───── Selection

I asked myself the same thing, but then paid about $900 for a Pinarello-made Opera frame from Backcountry. As far as I know, almost all of the carbon work is done in two or three factories but the engineering and molds are proprietary. I could very well be mistaken, but I just don't believe that one carbon frame is as good as the next - it seems that there's actually quite a bit of craftsmanship hidden under the top layer of carbon weave.

When I'm descending fast and/or surrounded by fast moving cars and trucks, I appreciate having a name-brand frame that has a track record. (A no-name surfboard or golf club or DVD player wouldn't worry me, but a bicycle involves more significant risks.) Bad engineering can cost the big companies millions of dollars but there is virtually no penalty for a poorly engineered no-name frame. 

Haven't there been a couple of stories on this forum where people talk about problems like chainstay flexing with some (not all) of the low cost no-name frames?

If I were going to go "no-name" I'd probably take a look at bikesdirect.com where it seems like the complete bikes are priced almost as low as the price of a build kit without a frame.


----------



## maximum7 (Apr 24, 2008)

What if you order one of these frames and it doesn't fit you like you thought? 
What if your order one and it's stiff as hell and uncomfortable?

──────────
───── Data provided

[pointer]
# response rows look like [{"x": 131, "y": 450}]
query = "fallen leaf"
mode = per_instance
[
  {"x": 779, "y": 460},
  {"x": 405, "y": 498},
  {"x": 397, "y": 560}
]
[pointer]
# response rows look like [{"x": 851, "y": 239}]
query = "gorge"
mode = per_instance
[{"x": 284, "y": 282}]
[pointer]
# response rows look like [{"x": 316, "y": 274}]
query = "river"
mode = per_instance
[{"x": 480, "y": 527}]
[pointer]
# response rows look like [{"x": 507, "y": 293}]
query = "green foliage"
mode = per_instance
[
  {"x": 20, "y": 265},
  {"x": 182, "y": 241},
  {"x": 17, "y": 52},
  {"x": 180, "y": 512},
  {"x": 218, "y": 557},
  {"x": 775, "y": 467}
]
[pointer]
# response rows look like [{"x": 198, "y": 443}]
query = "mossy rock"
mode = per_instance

──────────

Task brief: Please translate this sentence from the forum thread on carbon bike frames into Spanish: "Bad engineering can cost the big companies millions of dollars but there is virtually no penalty for a poorly engineered no-name frame." The rows aren't needed for this exercise.

Task answer: La mala ingeniería puede costarles millones de dólares a las grandes empresas, pero prácticamente no hay ninguna penalización por un cuadro sin marca mal diseñado.